ЦЕЛЬ ЗАДАНИЯ :: Во фрагменте о сказке про великана найдите признание великана о том, где спрятано его сердце. Перечислите по порядку всё, во что оно последовательно вложено, начиная с острова.

ФРАГМЕНТ ДОКУМЕНТА ::

К сожалению, мы не можем выделить в этих сказках первичный персонаж. Ведьма, несмотря на свою архаичность, явно пребывает на чужом месте. Не в натуре мертвой старухи выходить замуж за короля или женить его на своей дочери. Но колдовство имеет определенное значение – оно помогает устранить красавицу (при этом используются различные средства, а не только превращение в птицу), сделаться похожей на нее, да и манипуляции обманутых мужей с мечами и ножами введены в сказку неспроста (не отсюда ли взялся злосчастный топор кузнеца?).

Мачеха не годится на роль женщины из чужого племени, поскольку невеста, над которой она измывается, тоже пришлая. Остается колдующая троллиха с ее пресловутым сладострастием. Но почему нет подобного ей образа в других европейских сказках о подменах? Не разгадана манера поведения братца-людоеда, неизменно вылезающего из-под земли. Открывающиеся в полу люки и двери встретятся нам во второй части книги.

Сердце великана

Нижеследующая норвежская сказка типа АТ 302 («Великан без сердца» или «Смерть Кощея») не претендует на звание «страшилки», но она может помочь нам в исследовании образа тролля (великана).

В сказке «Великан, далеко припрятавший свое сердце» задача Аскеладдена – спасти шестерых принцев и принцесс, обращенных великаном в камень (случайная деталь). По пути в его замок герой оказывает помощь ворону, лососю, волку, причем голодному хищнику он скармливает свою лошадь. Волк рассказывает ему о принцессе, живущей в замке, – она должна вызнать, где великан прячет свое сердце. Дважды великан морочит голову девушке, но ему недостает ума (или мешает чувство) догадаться о ее коварстве. «Далеко-далеко посреди моря есть остров, – признается великан на третий раз, – на острове стоит церковь, а в церкви есть колодец, в том колодце плавает утка, внутри утки лежит яйцо, и вот в том-то яйце и спрятано мое сердце». Волк отвозит Аскеладдена к морю и доплывает с ним на спине до острова. Ворон снимает ключ с церковной башни. Лосось достает яйцо из колодца, куда его обронила утка. Окончание сказки по-человечески жестоко: Аскеладден шантажирует великана, сжимая и разжимая сердце-яйцо, пока тот не соглашается расколдовать принцев и принцесс. После снятия чар герой давит яйцо, и великан умирает. Есть альтернативный исход – герой помещает сердце великана ему в грудь и велит больше не вынимать его. Магия, по обыкновению, сменяется психологией (бессердечность злодея).

ПРЕДОСТАВЛЕННЫЙ МАТЕРИАЛ ::
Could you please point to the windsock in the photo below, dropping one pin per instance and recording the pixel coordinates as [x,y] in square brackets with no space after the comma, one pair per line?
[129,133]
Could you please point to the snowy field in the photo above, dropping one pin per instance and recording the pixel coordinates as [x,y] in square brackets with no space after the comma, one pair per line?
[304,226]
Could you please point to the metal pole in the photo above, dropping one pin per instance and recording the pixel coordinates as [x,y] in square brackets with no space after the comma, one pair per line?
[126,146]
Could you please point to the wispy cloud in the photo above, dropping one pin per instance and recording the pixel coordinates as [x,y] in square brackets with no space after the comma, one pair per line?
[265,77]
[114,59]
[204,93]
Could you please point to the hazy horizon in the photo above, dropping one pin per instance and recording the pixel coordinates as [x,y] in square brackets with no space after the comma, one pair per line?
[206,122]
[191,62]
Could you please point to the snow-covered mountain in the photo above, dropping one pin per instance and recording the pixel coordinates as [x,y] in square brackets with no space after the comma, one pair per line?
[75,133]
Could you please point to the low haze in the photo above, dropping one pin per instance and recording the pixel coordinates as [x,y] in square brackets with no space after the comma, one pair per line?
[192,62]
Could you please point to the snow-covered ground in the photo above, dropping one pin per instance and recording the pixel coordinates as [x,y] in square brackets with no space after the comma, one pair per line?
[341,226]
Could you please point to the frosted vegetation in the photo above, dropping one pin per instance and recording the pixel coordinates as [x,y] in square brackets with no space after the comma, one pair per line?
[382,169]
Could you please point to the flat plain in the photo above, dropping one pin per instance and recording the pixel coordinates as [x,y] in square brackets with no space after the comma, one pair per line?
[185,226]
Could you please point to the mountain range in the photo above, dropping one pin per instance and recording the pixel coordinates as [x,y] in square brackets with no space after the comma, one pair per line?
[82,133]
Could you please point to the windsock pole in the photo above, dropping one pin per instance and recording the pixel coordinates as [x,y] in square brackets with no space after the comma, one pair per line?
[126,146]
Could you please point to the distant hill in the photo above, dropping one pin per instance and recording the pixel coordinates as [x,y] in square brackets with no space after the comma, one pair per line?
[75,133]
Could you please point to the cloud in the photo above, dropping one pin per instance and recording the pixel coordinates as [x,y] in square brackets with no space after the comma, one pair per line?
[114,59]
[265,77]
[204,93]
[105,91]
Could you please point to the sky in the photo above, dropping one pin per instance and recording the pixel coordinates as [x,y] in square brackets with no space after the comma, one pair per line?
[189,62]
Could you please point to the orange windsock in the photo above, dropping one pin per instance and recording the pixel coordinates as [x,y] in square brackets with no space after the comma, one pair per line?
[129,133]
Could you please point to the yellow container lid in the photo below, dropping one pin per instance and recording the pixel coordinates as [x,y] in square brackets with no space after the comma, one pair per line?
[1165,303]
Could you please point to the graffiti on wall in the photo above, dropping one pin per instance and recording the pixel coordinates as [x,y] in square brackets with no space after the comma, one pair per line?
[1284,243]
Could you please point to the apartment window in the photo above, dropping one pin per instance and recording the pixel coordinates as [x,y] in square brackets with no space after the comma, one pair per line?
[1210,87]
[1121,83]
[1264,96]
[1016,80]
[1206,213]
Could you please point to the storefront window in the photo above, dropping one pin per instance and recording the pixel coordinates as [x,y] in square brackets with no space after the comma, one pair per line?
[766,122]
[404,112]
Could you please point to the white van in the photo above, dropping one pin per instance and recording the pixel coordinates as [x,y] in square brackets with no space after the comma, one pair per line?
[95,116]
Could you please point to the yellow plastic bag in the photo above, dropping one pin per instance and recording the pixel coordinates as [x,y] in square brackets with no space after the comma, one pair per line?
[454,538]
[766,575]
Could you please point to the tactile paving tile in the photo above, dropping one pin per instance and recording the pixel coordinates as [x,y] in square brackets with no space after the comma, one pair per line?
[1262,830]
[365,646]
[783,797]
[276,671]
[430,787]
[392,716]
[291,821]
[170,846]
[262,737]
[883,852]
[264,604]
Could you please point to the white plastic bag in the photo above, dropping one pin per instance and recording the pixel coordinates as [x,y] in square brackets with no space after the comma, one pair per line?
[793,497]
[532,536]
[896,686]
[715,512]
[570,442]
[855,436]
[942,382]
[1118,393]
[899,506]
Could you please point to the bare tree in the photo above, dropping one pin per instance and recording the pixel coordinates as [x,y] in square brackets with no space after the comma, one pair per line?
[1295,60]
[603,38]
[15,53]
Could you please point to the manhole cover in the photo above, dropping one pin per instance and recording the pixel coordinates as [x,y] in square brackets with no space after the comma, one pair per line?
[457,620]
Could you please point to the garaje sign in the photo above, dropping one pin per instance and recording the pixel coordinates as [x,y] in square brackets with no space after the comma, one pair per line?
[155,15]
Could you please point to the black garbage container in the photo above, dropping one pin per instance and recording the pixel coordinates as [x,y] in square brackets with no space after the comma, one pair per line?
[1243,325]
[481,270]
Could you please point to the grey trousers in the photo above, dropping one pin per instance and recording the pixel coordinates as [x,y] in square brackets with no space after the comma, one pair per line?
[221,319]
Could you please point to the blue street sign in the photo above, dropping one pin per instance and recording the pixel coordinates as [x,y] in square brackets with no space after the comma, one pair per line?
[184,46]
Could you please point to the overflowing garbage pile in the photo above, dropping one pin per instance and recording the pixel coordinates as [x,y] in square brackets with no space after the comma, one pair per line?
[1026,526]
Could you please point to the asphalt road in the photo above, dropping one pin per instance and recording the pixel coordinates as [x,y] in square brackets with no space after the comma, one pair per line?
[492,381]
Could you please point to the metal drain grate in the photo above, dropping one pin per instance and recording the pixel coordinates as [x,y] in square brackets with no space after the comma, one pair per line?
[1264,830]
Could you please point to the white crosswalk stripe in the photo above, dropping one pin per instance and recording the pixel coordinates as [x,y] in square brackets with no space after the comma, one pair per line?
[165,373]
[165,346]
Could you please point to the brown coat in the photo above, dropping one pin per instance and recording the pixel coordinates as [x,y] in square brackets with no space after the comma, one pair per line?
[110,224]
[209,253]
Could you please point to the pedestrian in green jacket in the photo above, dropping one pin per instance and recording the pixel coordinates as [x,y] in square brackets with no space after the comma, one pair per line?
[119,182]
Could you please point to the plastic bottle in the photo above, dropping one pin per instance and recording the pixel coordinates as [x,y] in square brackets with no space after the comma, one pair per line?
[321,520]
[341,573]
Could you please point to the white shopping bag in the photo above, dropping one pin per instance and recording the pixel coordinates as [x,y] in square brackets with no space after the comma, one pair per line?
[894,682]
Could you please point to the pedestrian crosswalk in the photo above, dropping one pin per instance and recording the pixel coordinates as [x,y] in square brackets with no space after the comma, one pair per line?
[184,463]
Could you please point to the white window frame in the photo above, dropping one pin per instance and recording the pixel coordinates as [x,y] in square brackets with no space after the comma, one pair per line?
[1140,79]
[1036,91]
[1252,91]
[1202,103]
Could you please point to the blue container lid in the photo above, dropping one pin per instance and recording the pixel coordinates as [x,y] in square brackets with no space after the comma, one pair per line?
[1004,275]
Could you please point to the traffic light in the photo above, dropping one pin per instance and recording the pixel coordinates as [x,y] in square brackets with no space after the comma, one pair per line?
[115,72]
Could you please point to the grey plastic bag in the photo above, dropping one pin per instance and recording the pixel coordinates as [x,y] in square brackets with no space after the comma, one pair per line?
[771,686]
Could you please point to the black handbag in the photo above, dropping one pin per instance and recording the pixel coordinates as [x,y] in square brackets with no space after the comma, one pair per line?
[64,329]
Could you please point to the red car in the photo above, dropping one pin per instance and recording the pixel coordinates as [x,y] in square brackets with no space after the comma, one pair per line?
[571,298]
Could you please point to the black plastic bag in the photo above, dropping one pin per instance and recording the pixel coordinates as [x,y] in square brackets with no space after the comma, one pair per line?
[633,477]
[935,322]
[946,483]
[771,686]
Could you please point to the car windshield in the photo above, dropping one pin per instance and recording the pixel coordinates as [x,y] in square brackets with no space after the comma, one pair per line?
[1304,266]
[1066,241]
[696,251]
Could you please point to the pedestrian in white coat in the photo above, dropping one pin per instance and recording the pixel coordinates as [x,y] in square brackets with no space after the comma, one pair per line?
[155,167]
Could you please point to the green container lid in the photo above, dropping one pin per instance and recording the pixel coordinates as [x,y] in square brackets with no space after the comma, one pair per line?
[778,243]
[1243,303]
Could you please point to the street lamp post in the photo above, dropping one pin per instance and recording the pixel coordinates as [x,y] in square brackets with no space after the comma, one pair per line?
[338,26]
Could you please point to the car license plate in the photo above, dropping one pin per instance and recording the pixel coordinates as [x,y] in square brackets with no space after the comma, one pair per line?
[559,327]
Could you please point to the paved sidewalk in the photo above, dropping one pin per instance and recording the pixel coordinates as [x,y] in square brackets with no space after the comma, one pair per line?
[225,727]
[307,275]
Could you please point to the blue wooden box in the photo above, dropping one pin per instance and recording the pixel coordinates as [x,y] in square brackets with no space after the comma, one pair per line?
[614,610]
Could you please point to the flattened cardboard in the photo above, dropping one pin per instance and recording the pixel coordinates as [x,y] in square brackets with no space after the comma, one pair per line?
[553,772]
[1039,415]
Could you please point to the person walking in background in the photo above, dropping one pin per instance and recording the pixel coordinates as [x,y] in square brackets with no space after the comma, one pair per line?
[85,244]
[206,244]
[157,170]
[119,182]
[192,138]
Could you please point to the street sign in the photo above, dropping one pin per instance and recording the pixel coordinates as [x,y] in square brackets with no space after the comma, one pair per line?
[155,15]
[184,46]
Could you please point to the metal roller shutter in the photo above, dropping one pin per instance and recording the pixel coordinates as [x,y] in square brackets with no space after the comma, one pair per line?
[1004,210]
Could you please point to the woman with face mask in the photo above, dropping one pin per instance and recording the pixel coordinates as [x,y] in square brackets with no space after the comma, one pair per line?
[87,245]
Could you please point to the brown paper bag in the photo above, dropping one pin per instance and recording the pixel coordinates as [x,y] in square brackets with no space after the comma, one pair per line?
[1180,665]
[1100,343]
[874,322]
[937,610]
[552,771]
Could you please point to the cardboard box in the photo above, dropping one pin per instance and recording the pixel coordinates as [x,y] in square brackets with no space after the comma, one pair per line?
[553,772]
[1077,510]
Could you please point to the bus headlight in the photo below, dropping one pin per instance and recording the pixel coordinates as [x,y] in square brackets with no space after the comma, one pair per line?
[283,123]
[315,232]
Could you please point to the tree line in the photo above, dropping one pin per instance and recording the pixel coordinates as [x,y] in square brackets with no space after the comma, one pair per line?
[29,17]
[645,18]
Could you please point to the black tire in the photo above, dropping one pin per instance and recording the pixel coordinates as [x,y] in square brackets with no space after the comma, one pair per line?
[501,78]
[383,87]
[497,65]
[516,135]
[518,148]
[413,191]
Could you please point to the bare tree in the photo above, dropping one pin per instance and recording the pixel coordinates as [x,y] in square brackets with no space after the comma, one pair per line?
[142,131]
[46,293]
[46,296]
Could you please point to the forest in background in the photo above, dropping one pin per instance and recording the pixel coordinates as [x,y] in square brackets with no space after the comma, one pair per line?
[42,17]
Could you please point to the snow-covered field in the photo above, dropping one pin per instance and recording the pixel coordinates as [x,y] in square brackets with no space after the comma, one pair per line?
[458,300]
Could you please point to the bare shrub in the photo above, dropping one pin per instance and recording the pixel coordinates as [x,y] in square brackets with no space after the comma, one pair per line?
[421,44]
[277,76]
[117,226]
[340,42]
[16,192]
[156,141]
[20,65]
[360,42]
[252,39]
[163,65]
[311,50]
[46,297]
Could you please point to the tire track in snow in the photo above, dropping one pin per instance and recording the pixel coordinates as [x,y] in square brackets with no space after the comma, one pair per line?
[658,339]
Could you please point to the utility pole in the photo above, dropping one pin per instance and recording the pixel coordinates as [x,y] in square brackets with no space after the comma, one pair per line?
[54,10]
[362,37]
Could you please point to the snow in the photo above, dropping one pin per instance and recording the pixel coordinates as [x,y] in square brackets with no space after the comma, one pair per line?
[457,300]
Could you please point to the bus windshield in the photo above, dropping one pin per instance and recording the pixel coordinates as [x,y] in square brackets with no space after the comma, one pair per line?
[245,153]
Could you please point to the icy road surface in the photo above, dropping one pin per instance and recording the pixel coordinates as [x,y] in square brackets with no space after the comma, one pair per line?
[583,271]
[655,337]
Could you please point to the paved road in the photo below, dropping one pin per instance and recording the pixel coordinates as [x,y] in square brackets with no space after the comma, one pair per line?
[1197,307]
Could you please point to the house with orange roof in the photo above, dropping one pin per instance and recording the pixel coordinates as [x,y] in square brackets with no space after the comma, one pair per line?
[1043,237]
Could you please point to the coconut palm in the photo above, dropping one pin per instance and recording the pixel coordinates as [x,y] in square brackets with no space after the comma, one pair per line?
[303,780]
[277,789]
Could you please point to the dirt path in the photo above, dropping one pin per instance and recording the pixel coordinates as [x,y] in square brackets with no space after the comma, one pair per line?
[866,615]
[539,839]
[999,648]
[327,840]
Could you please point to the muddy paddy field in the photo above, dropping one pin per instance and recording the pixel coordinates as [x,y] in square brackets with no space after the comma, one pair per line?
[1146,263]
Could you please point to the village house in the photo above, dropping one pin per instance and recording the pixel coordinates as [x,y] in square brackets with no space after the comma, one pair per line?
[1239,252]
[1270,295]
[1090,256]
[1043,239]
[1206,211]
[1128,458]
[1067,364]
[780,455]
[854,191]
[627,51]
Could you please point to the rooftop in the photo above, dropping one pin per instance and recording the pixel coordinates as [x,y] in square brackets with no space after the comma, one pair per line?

РЕЗУЛЬТАТ УПРАЖНЕНИЯ :: остров, церковь, колодец, утка, яйцо